Texte fourni ::
━━━━━━━━━━━━━━━━━━━━

Le paradigme du gouvernement, c’est l’efficacité des plus forts, c’est la réification du monde pour mieux le gouverner ; et bien que son efficacité ne soit pas à prouver dans un domaine particulier, ce paradigme ne tient pas compte de tout le reste, à l’instar de la manière dont opère souvent la médecine conventionnelle. Il existe toutefois un autre paradigme, qui est celui qui consiste à « habiter », ce que j’appelle la force des faibles : il s’agit dans ce cas d’une lutte qui part de l’attention portée à ce qui est, de la connaissance du corps, à l’instar des féminismes. Cette force des faibles possède sa propre efficacité ; mais nous la perdons si nous succombons à l’inertie de la « guerre miroir », c’est-à-dire si nous essayons d’affronter les forts sur leur terrain, comme lorsque la force qui s’était mobilisée sur les places publiques a été transposée en assaut institutionnel.

Dans le contexte actuel, pensez-vous qu’un sursaut similaire à celui du 15M soit possible ?

Au beau milieu de la pandémie, je vois une sorte de contradiction. D’une part, tout est plus clair que jamais : le virus montre que nous sommes interconnectés et que personne ne peut se sauver isolément ; il montre également qu’il existe un lien avec les pratiques agro-industrielles agressives et que la perte de biodiversité a des effets sur nous, car nous sommes tous interdépendants. À partir du moment où l’on fait la distinction entre les emplois et les activités qui sont essentiels et ceux qui ne le sont pas, il devient clair qui – et ce qui – soutient la vie. Les inégalités deviennent, elles aussi, plus visibles : de fait, tout le monde ne peut pas se réfugier chez soi et se protéger. La crise frappe les populations, alors que pour les laboratoires pharmaceutiques, le vaccin est une affaire de gros sous. Nous vivons une situation catastrophique dans laquelle les inégalités se creusent, les mesures de contrôle se renforcent et le fascisme est en quête de boucs émissaires. Mais dans le même temps, même si tout est plus clair, rien ne change.

━━━━━━━━━━━━━━━━━━━━

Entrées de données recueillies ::
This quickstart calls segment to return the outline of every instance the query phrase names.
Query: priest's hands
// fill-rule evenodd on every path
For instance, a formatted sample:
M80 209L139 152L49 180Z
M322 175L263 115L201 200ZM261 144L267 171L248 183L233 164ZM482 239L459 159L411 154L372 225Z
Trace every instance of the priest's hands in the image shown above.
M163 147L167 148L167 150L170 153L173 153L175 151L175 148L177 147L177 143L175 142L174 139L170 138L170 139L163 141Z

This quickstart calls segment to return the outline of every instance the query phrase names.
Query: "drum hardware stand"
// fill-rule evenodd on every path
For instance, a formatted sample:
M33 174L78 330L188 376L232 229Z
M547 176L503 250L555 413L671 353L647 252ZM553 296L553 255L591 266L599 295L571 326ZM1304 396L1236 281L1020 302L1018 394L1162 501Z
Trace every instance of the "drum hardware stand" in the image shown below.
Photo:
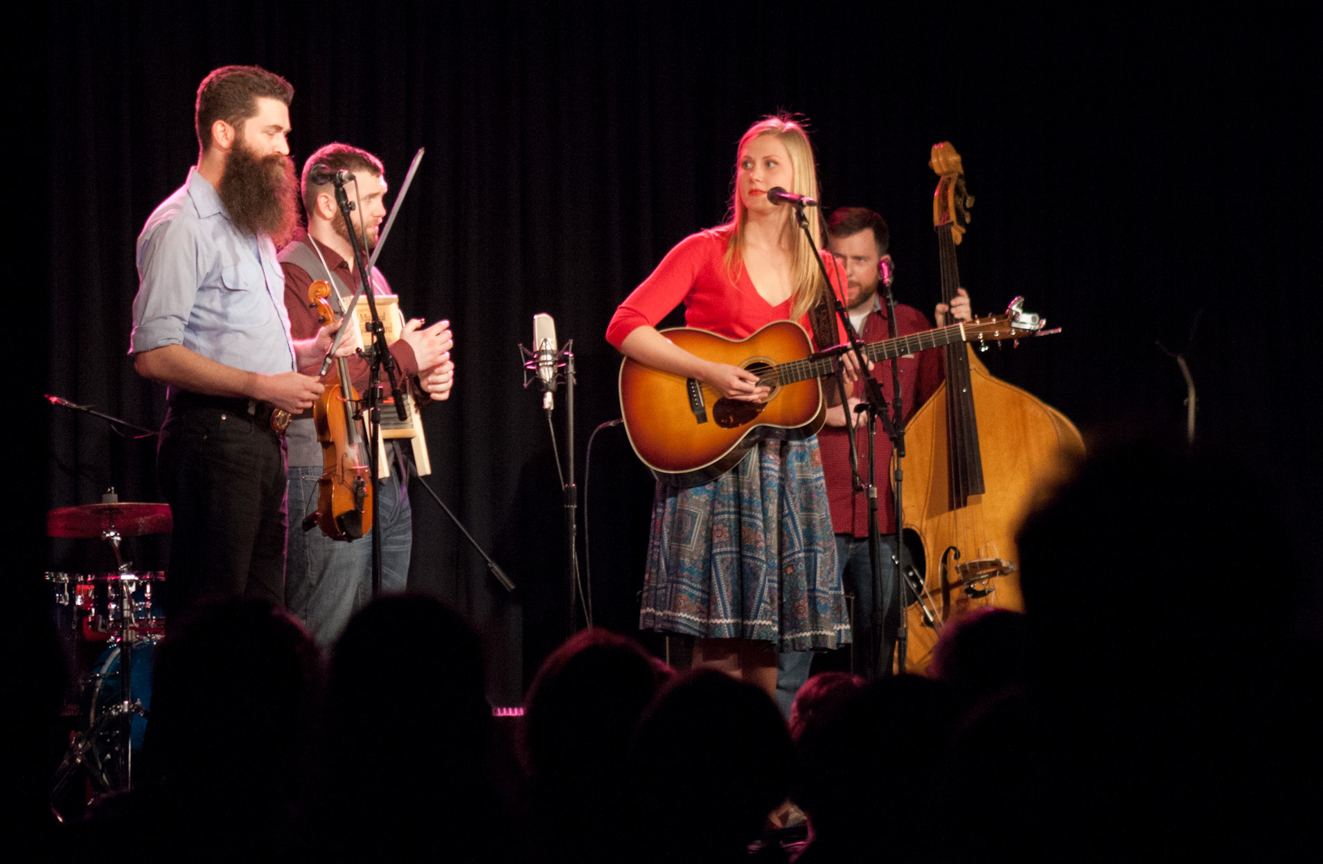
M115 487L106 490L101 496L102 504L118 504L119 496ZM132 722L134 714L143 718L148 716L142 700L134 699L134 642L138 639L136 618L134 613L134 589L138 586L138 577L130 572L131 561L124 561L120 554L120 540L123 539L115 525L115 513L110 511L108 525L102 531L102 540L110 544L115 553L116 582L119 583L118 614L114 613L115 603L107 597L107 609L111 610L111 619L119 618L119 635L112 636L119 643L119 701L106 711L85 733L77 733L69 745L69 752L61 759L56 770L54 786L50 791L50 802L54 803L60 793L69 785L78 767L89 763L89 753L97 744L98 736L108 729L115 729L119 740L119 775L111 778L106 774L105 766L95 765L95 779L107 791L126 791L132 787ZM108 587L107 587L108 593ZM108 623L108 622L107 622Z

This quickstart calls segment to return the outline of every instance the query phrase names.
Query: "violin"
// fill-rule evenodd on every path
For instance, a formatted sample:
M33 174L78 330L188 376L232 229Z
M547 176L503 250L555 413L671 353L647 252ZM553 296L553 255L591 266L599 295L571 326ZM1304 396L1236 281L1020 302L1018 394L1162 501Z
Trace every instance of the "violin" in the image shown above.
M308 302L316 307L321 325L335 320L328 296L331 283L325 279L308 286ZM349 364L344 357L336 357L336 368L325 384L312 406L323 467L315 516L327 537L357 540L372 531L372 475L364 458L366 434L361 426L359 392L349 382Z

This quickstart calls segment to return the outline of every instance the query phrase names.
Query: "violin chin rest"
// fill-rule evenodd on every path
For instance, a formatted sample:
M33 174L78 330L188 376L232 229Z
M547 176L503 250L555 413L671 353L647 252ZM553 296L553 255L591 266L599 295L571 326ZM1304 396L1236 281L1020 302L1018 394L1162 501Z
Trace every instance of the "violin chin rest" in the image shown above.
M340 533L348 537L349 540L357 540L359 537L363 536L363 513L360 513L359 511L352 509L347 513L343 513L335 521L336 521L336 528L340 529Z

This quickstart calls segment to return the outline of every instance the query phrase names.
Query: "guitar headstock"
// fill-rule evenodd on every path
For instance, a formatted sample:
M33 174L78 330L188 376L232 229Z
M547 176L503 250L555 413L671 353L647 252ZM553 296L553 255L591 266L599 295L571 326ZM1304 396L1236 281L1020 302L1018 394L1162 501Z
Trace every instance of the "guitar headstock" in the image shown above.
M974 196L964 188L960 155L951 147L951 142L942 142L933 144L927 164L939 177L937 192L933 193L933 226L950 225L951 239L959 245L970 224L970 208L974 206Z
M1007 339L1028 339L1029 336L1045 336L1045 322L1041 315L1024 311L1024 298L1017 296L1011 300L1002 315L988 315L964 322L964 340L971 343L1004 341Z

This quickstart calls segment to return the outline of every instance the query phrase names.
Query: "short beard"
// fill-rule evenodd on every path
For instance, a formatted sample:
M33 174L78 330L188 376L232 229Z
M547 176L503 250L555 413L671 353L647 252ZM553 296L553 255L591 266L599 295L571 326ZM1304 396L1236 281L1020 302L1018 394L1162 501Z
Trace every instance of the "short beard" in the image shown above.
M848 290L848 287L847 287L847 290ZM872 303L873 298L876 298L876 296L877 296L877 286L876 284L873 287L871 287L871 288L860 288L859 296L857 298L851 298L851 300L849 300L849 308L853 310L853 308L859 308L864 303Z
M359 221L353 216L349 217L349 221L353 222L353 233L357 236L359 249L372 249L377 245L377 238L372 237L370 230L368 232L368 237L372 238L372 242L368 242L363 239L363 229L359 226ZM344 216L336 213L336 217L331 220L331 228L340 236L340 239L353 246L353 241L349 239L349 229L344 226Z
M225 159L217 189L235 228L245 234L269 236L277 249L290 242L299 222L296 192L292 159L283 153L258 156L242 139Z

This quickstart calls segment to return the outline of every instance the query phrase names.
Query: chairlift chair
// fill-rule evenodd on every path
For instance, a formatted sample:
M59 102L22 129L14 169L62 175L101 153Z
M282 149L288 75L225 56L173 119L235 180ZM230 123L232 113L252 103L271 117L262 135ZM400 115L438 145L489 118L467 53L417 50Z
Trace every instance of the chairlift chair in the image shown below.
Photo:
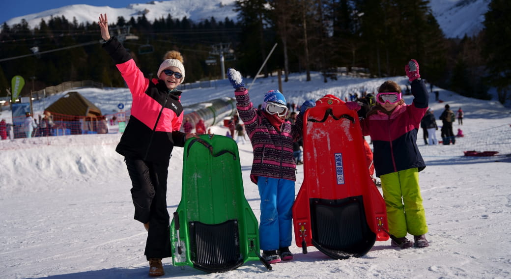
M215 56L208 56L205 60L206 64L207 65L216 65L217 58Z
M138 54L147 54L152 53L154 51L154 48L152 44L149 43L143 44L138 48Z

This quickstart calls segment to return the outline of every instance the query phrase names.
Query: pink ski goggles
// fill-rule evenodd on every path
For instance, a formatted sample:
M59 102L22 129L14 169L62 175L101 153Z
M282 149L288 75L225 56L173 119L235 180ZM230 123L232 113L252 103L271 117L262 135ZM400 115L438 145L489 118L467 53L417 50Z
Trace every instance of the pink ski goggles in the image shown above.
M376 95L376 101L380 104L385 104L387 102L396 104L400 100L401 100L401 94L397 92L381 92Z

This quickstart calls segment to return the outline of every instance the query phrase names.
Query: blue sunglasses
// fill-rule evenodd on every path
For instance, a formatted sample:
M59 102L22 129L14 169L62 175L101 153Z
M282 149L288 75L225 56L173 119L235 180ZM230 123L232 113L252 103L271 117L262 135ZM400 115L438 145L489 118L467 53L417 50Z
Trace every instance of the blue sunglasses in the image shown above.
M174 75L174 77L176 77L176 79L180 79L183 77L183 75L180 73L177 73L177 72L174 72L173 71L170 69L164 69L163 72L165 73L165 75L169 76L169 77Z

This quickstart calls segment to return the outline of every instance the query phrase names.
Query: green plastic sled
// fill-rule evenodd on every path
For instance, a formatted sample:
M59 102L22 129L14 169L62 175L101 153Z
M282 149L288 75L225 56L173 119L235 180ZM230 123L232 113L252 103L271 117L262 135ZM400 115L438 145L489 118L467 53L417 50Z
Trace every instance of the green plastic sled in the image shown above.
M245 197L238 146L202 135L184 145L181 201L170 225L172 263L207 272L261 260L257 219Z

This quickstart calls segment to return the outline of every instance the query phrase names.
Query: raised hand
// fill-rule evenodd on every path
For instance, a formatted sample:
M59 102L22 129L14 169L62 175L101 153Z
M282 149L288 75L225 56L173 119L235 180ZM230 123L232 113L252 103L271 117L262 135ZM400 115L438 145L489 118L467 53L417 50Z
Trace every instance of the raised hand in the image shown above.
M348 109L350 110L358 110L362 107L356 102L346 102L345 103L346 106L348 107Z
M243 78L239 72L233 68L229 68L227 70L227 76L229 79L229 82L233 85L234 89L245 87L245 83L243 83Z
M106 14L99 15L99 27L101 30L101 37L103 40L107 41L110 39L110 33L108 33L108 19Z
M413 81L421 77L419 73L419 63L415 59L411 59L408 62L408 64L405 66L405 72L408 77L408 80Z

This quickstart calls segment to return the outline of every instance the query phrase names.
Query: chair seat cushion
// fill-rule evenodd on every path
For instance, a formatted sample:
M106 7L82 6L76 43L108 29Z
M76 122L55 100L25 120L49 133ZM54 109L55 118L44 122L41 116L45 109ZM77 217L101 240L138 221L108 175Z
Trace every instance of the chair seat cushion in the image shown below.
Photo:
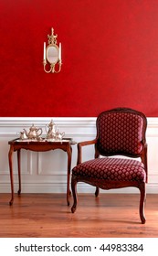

━━━━━━━━━━━━━━━━━━━━

Consigne A :: Dans le texte sur la force des faibles, quel nom reçoit le paradigme qui consiste à « habiter » ?
Consigne B :: D'après le texte sur la force des faibles, pourquoi les inégalités deviennent-elles plus visibles pendant la pandémie ?
Consigne C :: Rédigez la suite du texte sur la force des faibles, à partir de sa dernière phrase.

Réponse A :: La force des faibles.

Réponse B :: Les inégalités deviennent plus visibles parce que tout le monde ne peut pas se réfugier chez soi et se protéger.

Réponse C ::
Du moins, pour l’instant. Rien de tel qu’un 15M pandémique pour nous permettre de penser autrement, d’organiser l’entraide différemment, de générer des espaces de pensée autonome qui nous permettent de nous extirper de l’échiquier et de construire l’autonomie. Une catastrophe est toujours une révélation, c’est le sens étymologique du terme apocalypse.

Aujourd’hui, toutefois, hormis l’une ou l’autre micro-expérience, il semble que nous vivions une catastrophe où la politique brille par son absence. Peut-être est-il encore trop tôt : le mouvement du 15M a surgi en 2011 alors que la crise avait éclaté en 2008. Cet instant nous permet toutefois de réfléchir à ce qui arrive lorsqu’une catastrophe survient en l’absence de politique ; et force est de constater que tout ce qu’il y a de pire ne fait que s’intensifier : montée des fascismes, augmentation des inégalités, répression, obéissance, chacun pour soi.

Vous évoquez l’importance de penser la politique en termes d’affect et d’interconnectivité, de ce que l’on appelle parfois « faire corps  », c’est-à-dire prendre des risques, tisser des liens et se laisser affecter. Or, en période de pandémie, le seul fait de se réunir est difficile.

Comment penser l’action politique dans le contexte actuel ?

Ce qui me manque, c’est la capacité d’imagination pour réfléchir à des moyens de nous réunir lorsque nous ne pouvons pas le faire comme avant. Comment s’aimer, prendre soin les uns des autres, s’accompagner, sachant que cela implique un changement de formes et de sens ? Quand je parle de « faire corps », de se laisser affecter, je ne pense pas uniquement au corps physique : un livre peut éveiller une émotion, tout comme les réseaux sociaux. Les personnes qui, par le biais des plateformes numériques, se font l’écho de la campagne #metoo ou de son pendant espagnol #cuéntalo, font corps ; elles prennent des risques. Peut-être y a-t-il trop peu d’expériences dans ce domaine. Ou peut-être est-il encore trop tôt.

Je suis pourtant convaincu que nous devons continuer à réfléchir en termes de ce qui est en train de nous arriver, de ce sentiment de décalage ; ne pas prétendre qu’il ne se passe rien, mais plutôt réfléchir à ce que ce signifie « cette étrangeté que nous ressentons », l’« étrangeté de la situation ».

Cet article a été traduit de l'espagnol.